▶ **GIVEN RECORDS**:
_ _ _ _ _ _ _
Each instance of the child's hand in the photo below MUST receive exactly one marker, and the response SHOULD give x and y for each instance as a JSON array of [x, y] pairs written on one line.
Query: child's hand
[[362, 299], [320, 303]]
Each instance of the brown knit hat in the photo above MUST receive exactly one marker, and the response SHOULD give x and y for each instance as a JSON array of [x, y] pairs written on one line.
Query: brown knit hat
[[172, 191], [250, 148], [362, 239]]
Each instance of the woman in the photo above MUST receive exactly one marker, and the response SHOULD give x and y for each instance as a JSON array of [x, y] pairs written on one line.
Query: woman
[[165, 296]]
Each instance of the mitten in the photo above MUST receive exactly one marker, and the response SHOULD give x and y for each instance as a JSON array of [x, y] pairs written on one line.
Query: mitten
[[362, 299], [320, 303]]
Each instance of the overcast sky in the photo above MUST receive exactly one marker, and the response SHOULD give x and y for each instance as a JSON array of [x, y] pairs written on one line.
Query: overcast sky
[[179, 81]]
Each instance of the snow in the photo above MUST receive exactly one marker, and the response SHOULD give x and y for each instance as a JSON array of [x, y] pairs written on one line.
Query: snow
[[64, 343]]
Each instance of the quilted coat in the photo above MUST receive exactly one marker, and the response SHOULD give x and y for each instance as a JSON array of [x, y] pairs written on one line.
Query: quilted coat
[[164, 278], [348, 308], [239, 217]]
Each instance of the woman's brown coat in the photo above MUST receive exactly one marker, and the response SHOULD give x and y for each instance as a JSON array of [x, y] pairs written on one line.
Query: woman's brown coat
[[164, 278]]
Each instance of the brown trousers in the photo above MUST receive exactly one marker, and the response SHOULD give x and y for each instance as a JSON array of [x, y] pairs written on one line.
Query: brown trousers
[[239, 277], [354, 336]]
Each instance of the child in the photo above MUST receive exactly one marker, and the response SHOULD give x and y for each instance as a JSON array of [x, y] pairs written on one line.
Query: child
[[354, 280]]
_ _ _ _ _ _ _
▶ **PROBLEM DESCRIPTION**:
Print out the entire listing. Keep every line exact.

▶ **TASK RESPONSE**:
Each instance of the child's hand in the photo below MUST receive exactly one marker, and the response SHOULD give x and y for each instance as a JSON array of [x, y] pairs written on one line.
Query: child's hand
[[362, 299], [320, 303]]
Each instance of the brown knit hat in the photo above MUST receive exactly one marker, and the response SHOULD give x and y for each instance as a JSON array of [x, y] pairs written on one line.
Query: brown knit hat
[[172, 191], [250, 148], [362, 239]]
Each instance of the woman in the photo above MUST receive exactly one marker, and the response SHOULD give x and y for each instance as a JSON array of [x, y] pairs written on one line.
Query: woman
[[165, 296]]
Each instance of the mitten in the photo above MUST receive exactly one marker, and the response SHOULD give x and y for each instance as a JSON array of [x, y] pairs written on one line.
Query: mitten
[[362, 299], [320, 303]]
Each instance of the overcast sky in the photo above MUST receive exactly one marker, and the response SHOULD give x and y for each instance as a JSON array of [x, y] pairs written on one line.
Query: overcast sky
[[179, 81]]
Each instance of the snow in the photo above MUST receive exactly one marker, and the response SHOULD give x and y for each instance as a JSON array of [x, y] pairs written on one line.
Query: snow
[[64, 343]]
Each instance of the quilted coat in the photo above MUST receive exactly one marker, and the response SHOULD give x and y for each instance as a JSON array of [x, y] pairs written on one line.
Query: quilted coat
[[164, 278], [348, 308], [239, 217]]
Each instance of the woman's brown coat in the photo above MUST receive exactly one marker, and the response SHOULD give x and y for each instance as a JSON array of [x, y] pairs written on one line.
Query: woman's brown coat
[[164, 278]]
Each instance of the brown trousers in the photo above MUST receive exactly one marker, and the response SHOULD give x and y for each instance as a JSON array of [x, y] pairs written on one line.
Query: brown trousers
[[239, 277], [354, 336]]
Each instance of the child in the photo above MUST receive exactly one marker, and the response SHOULD give x and y for each instance as a JSON array of [x, y] pairs written on one line.
Query: child
[[354, 280]]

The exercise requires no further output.